Exercise prompt — Reproduce the material starting at the line containing "Target: bag strap" and ending at the last line of the material, with every line kept in place. In each answer, move the coordinates by adding -75 to each number.

The data —
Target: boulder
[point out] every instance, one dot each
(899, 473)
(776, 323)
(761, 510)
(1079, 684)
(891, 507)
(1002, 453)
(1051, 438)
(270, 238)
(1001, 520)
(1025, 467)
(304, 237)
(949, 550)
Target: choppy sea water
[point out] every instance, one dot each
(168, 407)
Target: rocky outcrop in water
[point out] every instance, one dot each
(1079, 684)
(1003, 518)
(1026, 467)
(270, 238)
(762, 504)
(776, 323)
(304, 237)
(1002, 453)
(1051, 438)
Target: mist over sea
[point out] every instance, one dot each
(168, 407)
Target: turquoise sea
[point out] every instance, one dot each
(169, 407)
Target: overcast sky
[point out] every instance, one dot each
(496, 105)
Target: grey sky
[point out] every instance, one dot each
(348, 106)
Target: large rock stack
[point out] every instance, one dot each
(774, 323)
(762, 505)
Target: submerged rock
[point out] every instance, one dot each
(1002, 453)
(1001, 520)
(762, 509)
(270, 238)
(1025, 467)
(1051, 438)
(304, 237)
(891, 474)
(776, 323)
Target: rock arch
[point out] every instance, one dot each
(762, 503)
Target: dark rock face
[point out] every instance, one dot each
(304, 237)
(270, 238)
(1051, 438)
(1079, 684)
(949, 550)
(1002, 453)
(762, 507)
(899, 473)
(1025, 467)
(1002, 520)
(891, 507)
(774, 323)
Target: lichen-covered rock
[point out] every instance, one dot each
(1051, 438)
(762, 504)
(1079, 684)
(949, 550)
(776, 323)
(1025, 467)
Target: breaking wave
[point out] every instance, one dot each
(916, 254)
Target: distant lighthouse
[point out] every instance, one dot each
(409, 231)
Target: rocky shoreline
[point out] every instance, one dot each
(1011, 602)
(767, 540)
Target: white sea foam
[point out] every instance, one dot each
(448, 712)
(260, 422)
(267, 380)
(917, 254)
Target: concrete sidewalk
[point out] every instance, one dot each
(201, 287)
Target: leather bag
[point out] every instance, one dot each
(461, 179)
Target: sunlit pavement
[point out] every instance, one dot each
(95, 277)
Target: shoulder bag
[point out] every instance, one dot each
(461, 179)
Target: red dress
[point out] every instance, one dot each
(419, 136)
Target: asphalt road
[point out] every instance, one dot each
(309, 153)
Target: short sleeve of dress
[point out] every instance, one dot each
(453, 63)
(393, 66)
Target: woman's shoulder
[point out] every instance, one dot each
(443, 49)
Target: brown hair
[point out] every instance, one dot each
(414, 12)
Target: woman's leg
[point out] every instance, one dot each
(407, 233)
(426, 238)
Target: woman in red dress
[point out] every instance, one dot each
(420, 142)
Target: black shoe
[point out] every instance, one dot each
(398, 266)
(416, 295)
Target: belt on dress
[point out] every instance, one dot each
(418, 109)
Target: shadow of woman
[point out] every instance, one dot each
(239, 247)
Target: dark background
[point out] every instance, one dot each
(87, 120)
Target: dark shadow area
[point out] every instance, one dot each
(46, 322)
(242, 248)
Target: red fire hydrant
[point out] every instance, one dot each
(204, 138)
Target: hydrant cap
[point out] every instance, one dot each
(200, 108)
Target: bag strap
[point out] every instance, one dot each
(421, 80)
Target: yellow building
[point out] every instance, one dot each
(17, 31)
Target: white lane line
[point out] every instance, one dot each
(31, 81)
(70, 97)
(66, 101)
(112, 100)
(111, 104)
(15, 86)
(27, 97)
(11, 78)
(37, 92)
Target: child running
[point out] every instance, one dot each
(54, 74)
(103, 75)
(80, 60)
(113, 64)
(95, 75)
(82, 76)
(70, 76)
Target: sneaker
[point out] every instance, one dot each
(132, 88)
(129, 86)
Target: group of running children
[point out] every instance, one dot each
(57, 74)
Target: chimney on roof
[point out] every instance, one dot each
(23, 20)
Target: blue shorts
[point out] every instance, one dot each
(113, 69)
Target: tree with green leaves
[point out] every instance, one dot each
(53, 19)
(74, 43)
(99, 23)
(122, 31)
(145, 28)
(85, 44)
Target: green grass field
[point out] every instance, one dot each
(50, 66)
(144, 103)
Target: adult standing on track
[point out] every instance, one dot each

Full response —
Target: bag strap
[point out] every instance, one dot each
(346, 5)
Target: yellow building
[point out] every instance, one dot each
(-58, -44)
Target: white lane line
[point out] every instance, one dot each
(-44, 6)
(-5, 22)
(-9, 26)
(37, 25)
(36, 29)
(-60, 11)
(-48, 22)
(-64, 3)
(-38, 17)
Target: child running
[point out] every instance, one dot each
(-21, -1)
(28, 0)
(5, -15)
(38, -11)
(20, 0)
(7, 1)
(-5, 1)
Target: sneaker
[point out] every instance, one dot each
(57, 13)
(54, 11)
Target: group of running children
[point out] every instance, one dot each
(-18, -1)
Target: chimney on roof
[point out] every instance, one dot each
(-52, -55)
Target: blue shorts
[point out] every instance, one dot each
(38, -6)
Target: tree with green leaves
[point out] every instance, one dot each
(-22, -56)
(-1, -32)
(24, -52)
(47, -44)
(70, -47)
(10, -31)
Target: green grass field
[point out] every instance, one dot each
(-25, -9)
(69, 28)
Target: adult standing on track
[point out] every instance, one dot each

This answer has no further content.